Work to be completed »
Copy the entries starting at the first line and ending at the line that contains "Return the mask of every instance of the mountain", changing "sample run" to "demo run" and leaving everything else the same.

Dataset excerpt »
_ _ _

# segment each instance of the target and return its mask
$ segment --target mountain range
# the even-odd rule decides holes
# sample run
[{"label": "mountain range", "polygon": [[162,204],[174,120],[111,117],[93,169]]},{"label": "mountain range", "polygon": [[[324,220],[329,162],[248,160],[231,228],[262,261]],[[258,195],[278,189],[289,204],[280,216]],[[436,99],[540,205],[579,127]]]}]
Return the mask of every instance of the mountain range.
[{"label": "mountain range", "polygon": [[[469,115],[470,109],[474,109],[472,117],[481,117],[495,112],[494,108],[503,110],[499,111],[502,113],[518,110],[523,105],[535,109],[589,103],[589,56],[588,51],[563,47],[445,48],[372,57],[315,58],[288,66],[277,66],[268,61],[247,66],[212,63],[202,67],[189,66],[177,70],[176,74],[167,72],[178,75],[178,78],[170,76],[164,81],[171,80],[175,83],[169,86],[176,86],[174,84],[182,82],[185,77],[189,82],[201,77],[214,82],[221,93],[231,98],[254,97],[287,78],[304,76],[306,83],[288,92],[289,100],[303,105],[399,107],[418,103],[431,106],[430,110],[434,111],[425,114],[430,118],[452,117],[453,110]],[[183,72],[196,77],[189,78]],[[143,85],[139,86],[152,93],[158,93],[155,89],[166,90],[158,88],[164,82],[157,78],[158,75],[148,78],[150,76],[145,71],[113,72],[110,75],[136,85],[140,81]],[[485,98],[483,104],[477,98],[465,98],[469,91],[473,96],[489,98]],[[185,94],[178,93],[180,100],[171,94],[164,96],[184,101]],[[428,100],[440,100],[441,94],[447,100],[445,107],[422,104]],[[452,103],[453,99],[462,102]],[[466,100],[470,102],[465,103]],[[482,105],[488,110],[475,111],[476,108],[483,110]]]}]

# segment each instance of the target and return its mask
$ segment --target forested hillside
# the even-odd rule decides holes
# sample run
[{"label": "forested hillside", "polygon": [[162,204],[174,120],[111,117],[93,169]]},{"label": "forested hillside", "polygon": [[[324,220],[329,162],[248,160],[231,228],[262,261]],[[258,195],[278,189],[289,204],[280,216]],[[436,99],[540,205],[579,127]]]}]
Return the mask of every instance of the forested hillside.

_ _ _

Full solution »
# segment each instance of the target and return its mask
$ segment --target mountain range
# the even-odd rule decides holes
# demo run
[{"label": "mountain range", "polygon": [[162,204],[174,120],[111,117],[93,169]]},{"label": "mountain range", "polygon": [[[324,220],[329,162],[248,160],[231,228],[262,261]],[[258,195],[278,189],[289,204],[280,216]],[[436,99],[540,205],[579,127]]]}]
Return the mask of every instance of the mountain range.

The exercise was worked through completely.